**Entries from a set of point annotations:**
--- START ---

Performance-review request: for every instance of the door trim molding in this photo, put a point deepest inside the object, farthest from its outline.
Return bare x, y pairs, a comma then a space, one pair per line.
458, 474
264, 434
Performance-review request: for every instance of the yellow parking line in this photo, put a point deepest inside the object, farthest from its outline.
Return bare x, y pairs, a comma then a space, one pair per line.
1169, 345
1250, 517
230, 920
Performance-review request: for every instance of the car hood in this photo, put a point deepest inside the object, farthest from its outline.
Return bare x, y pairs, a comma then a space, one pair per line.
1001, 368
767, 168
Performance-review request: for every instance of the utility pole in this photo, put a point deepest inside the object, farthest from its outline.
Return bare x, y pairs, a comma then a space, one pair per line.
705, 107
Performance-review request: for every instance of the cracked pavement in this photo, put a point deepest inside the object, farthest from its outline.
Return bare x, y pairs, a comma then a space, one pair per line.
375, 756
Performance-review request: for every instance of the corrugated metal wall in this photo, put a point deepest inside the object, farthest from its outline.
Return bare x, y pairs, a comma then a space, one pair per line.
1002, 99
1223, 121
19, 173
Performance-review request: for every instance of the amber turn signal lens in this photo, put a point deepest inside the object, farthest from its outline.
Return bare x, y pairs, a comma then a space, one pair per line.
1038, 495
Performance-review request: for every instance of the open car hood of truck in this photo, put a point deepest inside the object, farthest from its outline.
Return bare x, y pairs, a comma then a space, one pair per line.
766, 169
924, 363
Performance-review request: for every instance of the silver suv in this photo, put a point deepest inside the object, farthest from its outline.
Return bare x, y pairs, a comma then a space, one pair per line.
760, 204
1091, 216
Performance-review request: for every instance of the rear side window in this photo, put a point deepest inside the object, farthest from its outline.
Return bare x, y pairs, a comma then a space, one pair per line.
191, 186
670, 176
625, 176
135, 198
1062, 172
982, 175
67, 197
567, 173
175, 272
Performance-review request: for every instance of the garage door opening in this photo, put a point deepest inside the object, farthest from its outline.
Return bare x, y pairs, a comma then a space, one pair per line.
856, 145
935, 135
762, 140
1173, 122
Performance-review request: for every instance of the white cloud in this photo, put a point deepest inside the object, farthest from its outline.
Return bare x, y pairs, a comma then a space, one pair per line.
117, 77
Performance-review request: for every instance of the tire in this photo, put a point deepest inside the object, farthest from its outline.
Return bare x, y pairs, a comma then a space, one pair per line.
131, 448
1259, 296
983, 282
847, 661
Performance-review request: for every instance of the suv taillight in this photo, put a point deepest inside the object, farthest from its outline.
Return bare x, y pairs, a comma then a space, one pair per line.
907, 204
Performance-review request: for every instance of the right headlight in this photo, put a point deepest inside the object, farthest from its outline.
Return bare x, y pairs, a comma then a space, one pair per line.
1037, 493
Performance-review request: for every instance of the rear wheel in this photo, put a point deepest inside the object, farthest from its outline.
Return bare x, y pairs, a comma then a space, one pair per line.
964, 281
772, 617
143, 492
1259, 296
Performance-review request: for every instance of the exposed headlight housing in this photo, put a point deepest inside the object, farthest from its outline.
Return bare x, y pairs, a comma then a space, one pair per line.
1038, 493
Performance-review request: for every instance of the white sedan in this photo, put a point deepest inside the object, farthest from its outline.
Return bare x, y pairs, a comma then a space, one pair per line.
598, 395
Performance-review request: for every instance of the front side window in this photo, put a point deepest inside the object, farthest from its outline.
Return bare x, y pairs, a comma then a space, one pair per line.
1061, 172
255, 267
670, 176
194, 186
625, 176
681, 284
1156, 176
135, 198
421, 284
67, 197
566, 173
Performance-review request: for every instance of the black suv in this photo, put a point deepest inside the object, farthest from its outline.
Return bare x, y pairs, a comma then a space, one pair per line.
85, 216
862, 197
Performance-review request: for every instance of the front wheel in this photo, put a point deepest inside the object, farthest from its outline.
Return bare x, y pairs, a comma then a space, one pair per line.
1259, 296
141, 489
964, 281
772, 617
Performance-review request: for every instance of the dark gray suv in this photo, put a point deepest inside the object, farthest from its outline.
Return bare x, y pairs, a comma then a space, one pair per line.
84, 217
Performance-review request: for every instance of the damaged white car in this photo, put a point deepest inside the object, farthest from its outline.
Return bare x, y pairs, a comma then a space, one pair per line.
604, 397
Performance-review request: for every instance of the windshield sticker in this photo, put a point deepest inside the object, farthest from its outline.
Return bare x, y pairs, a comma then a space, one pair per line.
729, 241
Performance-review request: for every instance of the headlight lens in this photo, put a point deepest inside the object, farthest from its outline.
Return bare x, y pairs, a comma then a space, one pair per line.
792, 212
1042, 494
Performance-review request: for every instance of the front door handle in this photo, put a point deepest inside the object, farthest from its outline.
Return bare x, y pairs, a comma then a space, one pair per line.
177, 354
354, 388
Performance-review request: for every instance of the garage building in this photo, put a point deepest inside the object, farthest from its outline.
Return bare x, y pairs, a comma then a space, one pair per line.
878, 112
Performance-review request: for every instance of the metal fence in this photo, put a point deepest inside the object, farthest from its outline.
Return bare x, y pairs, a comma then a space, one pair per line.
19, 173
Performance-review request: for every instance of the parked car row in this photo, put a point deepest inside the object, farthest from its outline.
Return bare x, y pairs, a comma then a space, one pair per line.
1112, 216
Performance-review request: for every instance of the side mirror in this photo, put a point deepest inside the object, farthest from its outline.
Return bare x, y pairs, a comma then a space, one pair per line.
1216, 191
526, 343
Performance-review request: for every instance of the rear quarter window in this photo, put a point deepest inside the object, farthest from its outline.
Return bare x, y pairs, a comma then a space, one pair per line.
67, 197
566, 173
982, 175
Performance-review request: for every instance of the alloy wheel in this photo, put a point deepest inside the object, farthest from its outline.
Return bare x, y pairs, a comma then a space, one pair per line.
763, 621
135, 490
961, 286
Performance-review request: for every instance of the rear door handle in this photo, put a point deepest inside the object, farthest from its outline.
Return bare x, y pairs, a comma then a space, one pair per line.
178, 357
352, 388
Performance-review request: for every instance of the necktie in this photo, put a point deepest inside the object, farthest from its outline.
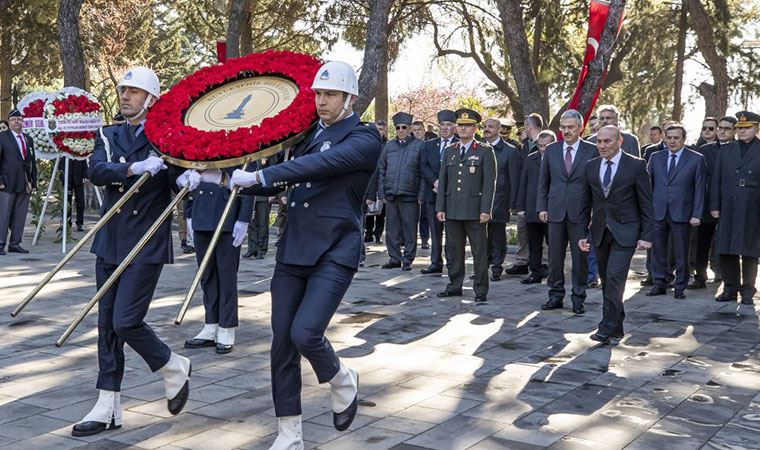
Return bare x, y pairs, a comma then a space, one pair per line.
23, 146
607, 175
568, 161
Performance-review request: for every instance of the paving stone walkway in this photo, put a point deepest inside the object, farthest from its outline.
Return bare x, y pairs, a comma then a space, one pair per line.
435, 373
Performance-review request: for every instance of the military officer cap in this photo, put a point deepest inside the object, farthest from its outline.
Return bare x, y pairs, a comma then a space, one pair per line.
467, 116
402, 118
447, 115
747, 119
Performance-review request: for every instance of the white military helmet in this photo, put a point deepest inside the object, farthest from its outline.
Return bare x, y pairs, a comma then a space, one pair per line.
337, 76
143, 78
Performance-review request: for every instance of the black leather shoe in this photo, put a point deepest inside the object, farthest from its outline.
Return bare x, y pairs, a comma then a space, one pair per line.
199, 343
222, 348
176, 404
600, 337
91, 428
726, 297
342, 420
552, 304
448, 293
517, 270
432, 269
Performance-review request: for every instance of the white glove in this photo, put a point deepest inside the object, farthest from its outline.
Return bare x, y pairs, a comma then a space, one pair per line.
242, 178
238, 233
190, 178
152, 164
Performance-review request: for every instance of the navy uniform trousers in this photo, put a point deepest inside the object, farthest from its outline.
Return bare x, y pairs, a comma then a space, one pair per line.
219, 282
304, 299
121, 315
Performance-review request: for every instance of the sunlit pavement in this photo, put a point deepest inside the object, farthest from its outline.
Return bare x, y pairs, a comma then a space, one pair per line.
435, 373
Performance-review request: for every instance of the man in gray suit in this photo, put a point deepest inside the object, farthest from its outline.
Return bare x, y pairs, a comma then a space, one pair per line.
559, 188
616, 186
678, 182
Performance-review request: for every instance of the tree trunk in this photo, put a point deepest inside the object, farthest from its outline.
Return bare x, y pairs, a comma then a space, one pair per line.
234, 25
72, 56
518, 51
601, 61
375, 52
680, 57
716, 102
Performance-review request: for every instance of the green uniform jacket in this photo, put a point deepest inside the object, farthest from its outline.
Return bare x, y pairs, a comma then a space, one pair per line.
467, 185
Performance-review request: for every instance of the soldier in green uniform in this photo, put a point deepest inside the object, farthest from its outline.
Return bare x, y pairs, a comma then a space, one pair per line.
466, 185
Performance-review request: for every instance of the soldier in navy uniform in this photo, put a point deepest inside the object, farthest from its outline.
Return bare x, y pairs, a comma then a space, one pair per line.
219, 282
320, 249
123, 154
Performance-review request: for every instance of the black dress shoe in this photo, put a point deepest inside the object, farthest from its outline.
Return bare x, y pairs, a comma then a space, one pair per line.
199, 343
448, 293
342, 420
176, 404
552, 304
223, 348
432, 269
726, 297
600, 337
91, 428
521, 269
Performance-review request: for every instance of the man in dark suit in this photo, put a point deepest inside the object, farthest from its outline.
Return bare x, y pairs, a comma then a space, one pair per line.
538, 231
466, 185
320, 249
735, 201
559, 189
18, 177
678, 183
508, 166
617, 198
703, 253
431, 165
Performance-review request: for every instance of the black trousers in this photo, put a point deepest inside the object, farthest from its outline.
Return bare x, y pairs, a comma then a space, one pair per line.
219, 282
258, 228
304, 299
538, 233
436, 236
560, 235
729, 267
457, 234
679, 234
613, 261
401, 222
120, 320
497, 246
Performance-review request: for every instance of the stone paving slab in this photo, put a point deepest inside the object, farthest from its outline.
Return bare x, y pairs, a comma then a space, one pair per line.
435, 373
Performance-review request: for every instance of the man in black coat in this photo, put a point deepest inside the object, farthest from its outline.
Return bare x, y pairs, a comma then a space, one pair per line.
508, 166
617, 189
431, 165
559, 189
735, 201
18, 177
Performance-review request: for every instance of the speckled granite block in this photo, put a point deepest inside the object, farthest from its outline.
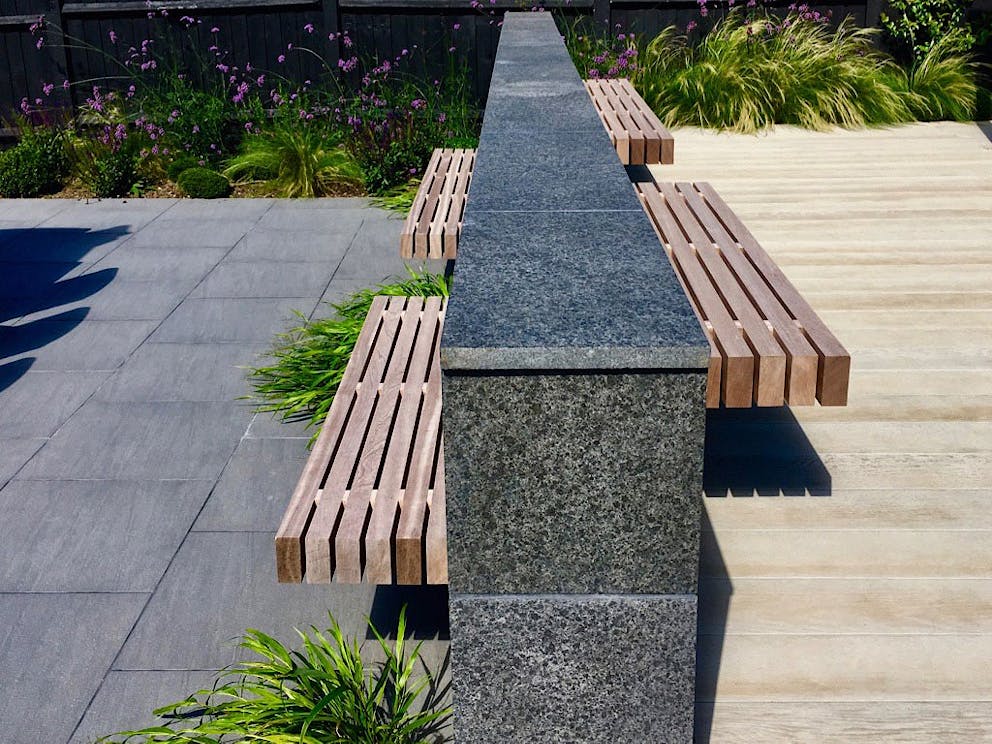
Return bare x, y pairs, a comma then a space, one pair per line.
573, 483
589, 669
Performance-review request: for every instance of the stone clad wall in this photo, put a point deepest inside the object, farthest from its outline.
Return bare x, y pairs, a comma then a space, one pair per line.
574, 382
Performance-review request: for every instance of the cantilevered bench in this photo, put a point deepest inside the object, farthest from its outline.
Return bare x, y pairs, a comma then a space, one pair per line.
767, 345
434, 223
370, 502
636, 132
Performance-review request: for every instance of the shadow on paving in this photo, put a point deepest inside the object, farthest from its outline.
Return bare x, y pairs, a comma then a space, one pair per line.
760, 451
33, 263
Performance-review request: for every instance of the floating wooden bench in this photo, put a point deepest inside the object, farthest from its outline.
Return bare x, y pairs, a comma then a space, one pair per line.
434, 223
638, 135
767, 345
370, 503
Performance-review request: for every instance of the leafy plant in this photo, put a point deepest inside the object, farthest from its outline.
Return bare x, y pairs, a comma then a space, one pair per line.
309, 361
203, 183
942, 84
301, 160
321, 694
749, 75
913, 27
36, 165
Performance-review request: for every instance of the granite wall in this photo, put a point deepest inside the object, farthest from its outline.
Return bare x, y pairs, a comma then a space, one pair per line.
574, 383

--- END ---

**THE EXERCISE:** Reproduce the stretch of the listing above from the line containing "Performance-review request: for every instance of the granite" through the end of the listing, both ends included.

**THE OUTPUT:**
Performance-review request: for every instance of the granite wall in this photo, put a point deepest inside the object, farthest from its outline.
Return bare x, y pairs, a comma then a space, one pair per line.
574, 383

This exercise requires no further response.